══ Material for the task ══
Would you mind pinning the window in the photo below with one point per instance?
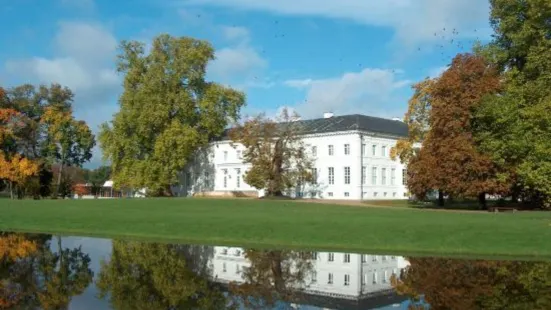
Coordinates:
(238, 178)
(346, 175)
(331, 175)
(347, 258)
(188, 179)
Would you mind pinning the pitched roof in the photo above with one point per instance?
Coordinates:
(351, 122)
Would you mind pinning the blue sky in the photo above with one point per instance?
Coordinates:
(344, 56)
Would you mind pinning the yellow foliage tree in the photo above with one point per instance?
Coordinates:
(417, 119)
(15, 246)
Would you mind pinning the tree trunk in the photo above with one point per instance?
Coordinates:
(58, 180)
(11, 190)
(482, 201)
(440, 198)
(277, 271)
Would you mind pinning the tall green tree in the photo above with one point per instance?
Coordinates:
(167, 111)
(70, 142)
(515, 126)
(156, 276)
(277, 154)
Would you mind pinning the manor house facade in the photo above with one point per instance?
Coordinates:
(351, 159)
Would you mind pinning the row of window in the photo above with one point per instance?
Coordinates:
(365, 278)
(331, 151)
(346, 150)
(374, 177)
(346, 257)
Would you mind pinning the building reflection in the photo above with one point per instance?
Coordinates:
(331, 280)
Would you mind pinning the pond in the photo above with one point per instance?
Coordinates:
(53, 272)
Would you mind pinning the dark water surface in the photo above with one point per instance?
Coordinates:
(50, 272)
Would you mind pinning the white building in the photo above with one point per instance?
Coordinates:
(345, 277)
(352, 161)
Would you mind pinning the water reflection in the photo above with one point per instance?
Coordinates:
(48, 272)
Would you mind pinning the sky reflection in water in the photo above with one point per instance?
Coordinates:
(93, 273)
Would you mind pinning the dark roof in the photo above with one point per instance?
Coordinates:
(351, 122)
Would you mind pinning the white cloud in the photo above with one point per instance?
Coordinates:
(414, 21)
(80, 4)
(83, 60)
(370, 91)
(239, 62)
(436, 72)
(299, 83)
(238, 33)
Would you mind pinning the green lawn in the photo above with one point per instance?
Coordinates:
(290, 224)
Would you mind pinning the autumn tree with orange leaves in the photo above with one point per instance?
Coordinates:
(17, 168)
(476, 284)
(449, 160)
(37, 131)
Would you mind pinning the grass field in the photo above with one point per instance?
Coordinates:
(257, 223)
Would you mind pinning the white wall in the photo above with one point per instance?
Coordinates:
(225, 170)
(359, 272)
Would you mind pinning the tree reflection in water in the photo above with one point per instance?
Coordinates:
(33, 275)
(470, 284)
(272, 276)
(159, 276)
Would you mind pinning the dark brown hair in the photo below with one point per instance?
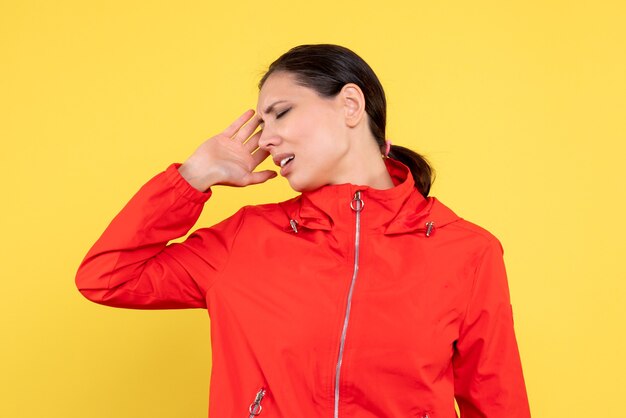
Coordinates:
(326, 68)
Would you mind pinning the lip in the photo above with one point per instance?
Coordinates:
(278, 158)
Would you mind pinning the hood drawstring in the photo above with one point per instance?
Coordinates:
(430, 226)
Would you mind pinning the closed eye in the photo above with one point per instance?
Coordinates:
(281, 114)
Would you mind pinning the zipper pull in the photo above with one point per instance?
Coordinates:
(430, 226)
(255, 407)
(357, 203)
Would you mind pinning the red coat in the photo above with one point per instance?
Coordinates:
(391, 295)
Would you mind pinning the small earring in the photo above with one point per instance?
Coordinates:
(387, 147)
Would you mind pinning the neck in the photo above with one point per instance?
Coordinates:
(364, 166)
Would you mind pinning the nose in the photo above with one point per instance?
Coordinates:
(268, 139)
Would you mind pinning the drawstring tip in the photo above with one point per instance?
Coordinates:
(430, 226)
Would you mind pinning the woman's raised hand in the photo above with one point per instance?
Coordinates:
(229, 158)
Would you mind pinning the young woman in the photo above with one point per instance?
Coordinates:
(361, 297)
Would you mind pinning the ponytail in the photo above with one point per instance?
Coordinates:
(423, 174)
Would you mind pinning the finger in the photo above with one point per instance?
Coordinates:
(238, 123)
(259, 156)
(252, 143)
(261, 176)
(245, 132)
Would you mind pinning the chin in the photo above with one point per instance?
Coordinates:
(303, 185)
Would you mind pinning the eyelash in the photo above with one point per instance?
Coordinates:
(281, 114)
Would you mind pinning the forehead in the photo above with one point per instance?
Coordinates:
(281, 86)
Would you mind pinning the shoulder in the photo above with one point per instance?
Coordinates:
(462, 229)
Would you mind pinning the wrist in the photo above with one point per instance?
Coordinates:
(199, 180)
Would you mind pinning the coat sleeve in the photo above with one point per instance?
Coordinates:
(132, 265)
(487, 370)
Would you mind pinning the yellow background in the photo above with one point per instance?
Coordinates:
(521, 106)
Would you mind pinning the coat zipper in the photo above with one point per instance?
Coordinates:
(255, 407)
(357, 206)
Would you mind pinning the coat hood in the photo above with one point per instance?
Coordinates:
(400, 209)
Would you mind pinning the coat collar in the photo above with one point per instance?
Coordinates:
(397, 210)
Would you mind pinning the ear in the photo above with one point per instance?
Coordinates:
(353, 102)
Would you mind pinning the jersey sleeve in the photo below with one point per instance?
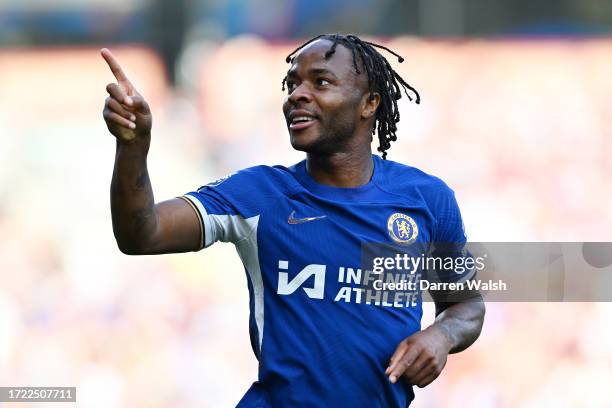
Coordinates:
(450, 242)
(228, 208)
═══
Could you write out everything from the item containing "Would you mind pinning the coat sleeve" down to the last of the items, with each coordinate multiplied by 2 and rounded to a whole number (halves up), keeping all other text unchanged and leaving the pictures out?

**Written solution**
Would you mind pinning the coat sleeve in the photo above with one point per instance?
Coordinates:
(264, 530)
(974, 740)
Would you mind pinning the yellow background in the photo above with one point per instance?
Coordinates:
(1042, 212)
Would you mind pinning the coat zipper in the photo above with one point per instance?
Coordinates:
(510, 814)
(714, 412)
Would you mind pinning the coat hood in the photo above with one point per instance?
Coordinates:
(800, 418)
Would you mind pinning the coat collar in the photo above with one point per instance?
Coordinates:
(794, 420)
Would you mind pinning the ear in the photo above with one point per instance?
Coordinates:
(706, 204)
Would you mind pinning the jersey sleeve in the photo below with one point per instance?
Coordinates:
(900, 484)
(456, 416)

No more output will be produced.